## Provided material:

_ _ _ _

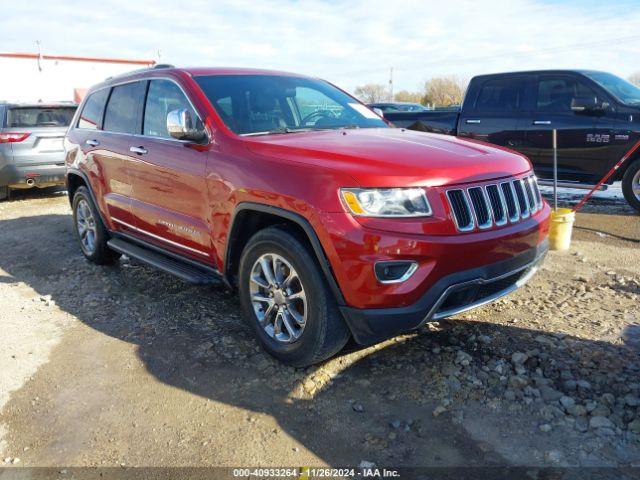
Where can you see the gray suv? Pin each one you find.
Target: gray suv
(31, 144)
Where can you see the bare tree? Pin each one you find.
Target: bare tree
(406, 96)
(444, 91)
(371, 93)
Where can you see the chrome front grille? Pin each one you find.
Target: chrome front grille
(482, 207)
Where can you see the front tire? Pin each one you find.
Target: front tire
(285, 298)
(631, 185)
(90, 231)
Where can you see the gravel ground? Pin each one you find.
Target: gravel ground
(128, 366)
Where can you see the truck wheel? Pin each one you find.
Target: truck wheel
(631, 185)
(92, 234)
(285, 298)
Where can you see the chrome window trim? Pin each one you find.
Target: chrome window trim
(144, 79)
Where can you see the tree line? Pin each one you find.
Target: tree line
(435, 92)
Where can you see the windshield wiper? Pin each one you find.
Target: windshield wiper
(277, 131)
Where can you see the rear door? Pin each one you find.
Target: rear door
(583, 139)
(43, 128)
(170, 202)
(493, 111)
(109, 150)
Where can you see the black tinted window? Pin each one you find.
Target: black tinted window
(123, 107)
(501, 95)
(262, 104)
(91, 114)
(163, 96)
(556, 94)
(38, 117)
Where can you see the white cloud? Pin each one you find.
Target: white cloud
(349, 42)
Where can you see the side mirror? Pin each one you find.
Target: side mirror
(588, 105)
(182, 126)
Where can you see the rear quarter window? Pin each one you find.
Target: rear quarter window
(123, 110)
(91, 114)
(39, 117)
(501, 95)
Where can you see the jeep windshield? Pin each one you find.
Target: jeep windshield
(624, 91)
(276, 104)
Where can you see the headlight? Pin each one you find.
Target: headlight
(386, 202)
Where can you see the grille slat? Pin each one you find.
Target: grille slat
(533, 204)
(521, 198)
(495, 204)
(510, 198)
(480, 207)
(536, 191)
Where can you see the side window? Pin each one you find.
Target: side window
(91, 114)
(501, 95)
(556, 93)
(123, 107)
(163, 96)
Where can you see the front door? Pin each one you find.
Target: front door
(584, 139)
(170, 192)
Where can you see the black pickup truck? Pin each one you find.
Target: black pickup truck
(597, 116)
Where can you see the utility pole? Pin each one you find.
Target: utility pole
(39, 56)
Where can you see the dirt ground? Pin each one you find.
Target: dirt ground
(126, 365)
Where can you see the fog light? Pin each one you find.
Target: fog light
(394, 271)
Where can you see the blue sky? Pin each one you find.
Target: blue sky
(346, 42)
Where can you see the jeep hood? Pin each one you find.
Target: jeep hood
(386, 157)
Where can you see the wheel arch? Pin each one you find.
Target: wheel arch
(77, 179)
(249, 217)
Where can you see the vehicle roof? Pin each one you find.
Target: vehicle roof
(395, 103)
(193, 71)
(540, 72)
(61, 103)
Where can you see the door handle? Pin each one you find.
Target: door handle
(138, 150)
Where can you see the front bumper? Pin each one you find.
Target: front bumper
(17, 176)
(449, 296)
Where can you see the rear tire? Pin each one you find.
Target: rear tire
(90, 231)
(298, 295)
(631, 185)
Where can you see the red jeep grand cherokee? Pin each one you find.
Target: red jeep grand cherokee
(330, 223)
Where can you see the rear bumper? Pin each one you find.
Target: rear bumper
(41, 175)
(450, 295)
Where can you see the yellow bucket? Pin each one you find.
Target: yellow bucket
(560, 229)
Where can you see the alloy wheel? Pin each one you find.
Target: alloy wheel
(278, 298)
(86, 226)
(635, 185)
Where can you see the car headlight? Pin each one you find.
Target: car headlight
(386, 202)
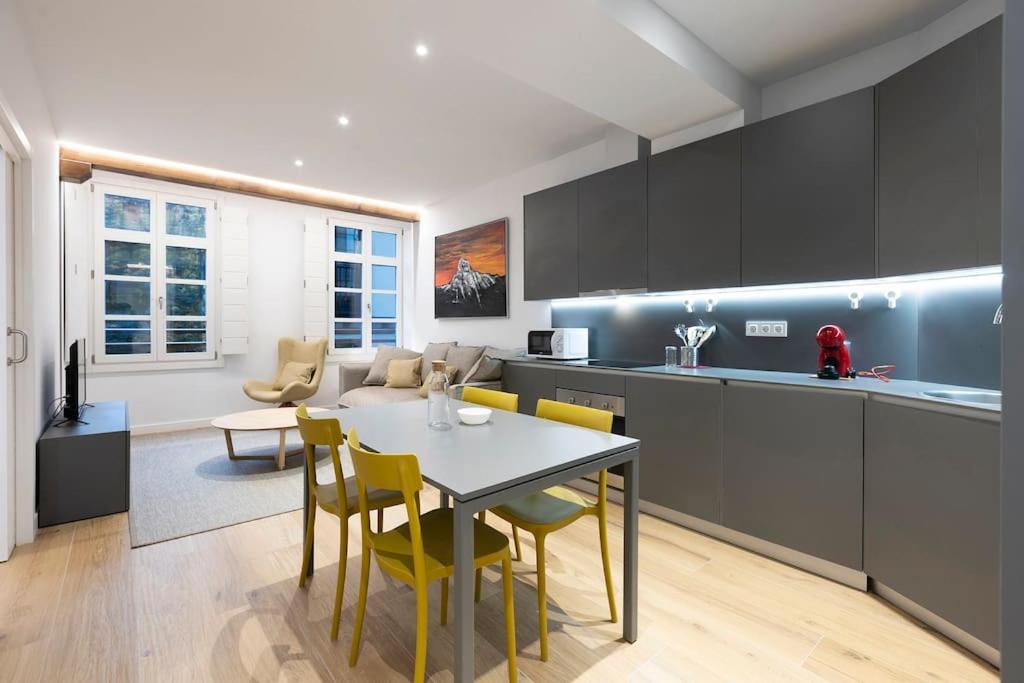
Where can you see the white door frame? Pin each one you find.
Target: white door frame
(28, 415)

_ _ _ _

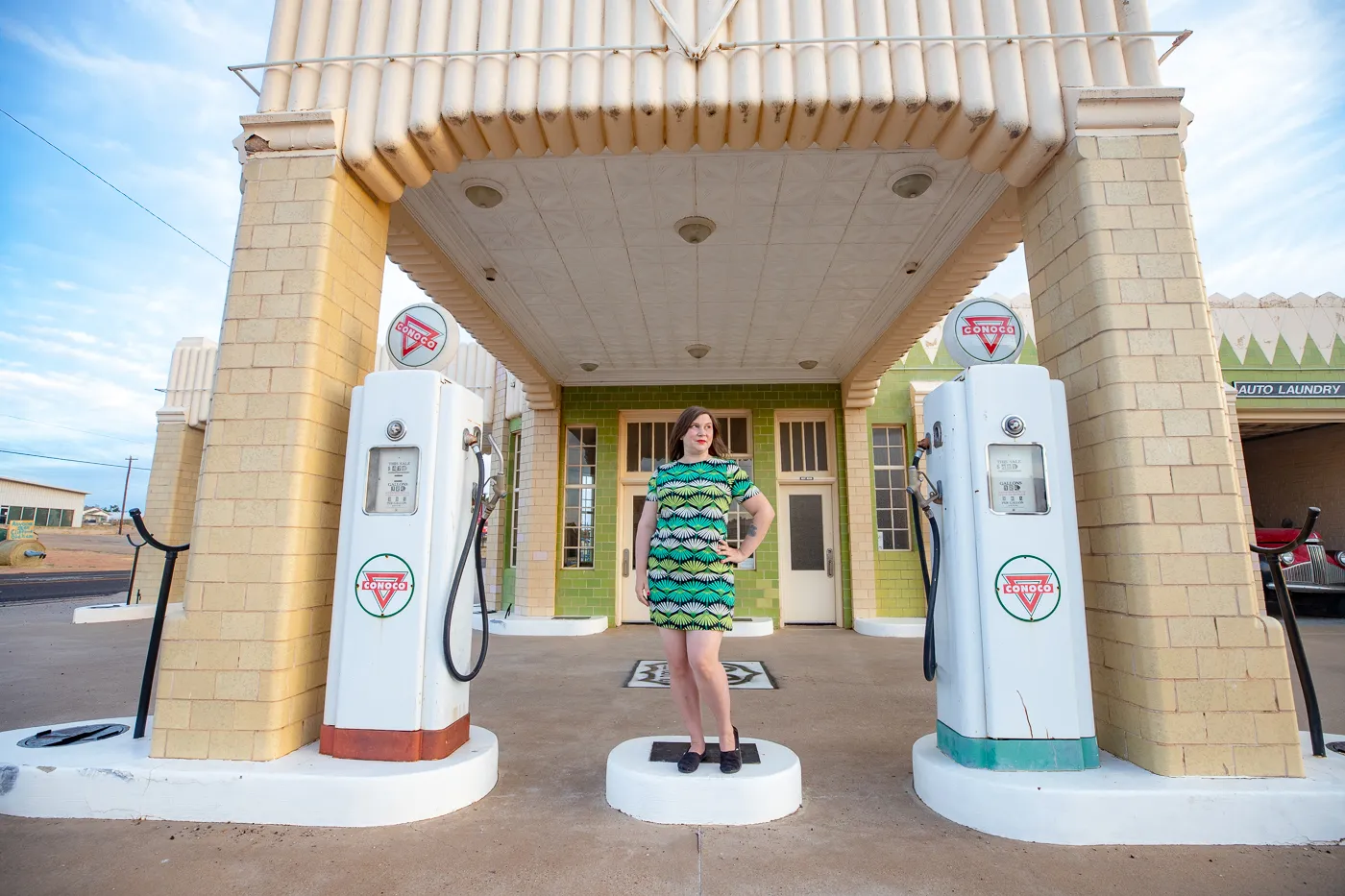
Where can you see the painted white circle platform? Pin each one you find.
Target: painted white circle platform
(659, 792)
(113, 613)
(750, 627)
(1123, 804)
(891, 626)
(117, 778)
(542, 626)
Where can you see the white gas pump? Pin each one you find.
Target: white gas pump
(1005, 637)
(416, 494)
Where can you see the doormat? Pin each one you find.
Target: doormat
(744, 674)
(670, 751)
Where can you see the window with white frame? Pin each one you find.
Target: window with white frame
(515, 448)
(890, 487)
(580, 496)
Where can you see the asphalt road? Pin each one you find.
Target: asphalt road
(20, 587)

_ _ _ _

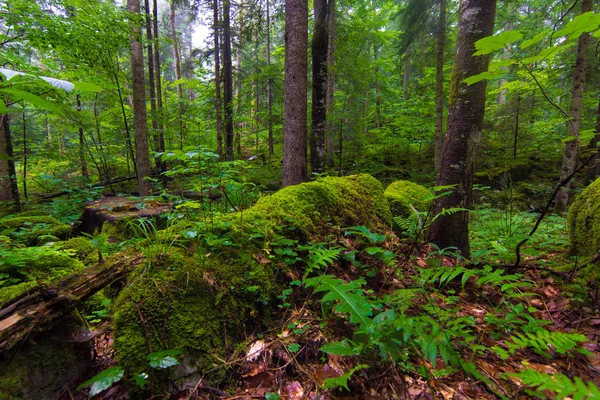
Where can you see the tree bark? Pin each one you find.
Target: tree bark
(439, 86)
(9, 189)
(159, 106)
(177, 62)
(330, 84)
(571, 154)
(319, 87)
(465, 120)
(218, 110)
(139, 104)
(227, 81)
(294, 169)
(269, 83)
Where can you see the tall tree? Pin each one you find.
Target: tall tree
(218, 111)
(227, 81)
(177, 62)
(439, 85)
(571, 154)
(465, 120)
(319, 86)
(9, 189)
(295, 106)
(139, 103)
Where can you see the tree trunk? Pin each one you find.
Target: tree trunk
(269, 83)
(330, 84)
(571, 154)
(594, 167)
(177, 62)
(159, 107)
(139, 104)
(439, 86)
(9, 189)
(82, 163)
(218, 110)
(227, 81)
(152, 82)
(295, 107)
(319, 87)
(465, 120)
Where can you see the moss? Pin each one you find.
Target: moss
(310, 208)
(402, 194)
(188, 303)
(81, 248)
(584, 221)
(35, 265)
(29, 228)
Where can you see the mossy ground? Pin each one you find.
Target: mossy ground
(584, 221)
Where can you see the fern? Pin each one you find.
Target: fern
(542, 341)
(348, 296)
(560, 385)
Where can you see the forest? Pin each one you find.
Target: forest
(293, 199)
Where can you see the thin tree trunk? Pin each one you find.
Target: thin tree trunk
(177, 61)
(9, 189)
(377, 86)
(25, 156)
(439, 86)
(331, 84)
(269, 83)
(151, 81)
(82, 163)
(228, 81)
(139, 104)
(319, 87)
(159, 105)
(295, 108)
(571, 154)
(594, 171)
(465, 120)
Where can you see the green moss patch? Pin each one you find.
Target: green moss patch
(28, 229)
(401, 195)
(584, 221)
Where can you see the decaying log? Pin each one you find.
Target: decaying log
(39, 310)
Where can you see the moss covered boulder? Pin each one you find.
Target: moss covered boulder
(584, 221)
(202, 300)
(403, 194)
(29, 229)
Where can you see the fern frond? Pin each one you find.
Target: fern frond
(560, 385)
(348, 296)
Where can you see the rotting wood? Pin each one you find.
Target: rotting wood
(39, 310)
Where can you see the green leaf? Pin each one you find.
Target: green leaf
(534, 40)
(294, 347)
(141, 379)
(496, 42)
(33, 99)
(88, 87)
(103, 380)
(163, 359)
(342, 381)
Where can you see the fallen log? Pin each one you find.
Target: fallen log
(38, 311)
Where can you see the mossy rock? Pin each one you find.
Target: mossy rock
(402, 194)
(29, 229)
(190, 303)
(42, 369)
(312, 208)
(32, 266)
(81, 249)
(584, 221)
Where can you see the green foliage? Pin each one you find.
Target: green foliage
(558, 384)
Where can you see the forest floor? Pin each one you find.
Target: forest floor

_ _ _ _

## Your assignment:
When a line of the data holds the string "floor", pick it out and copy it.

## Answer area:
Where can you see the forest floor? Pin each one you find.
Target: forest floor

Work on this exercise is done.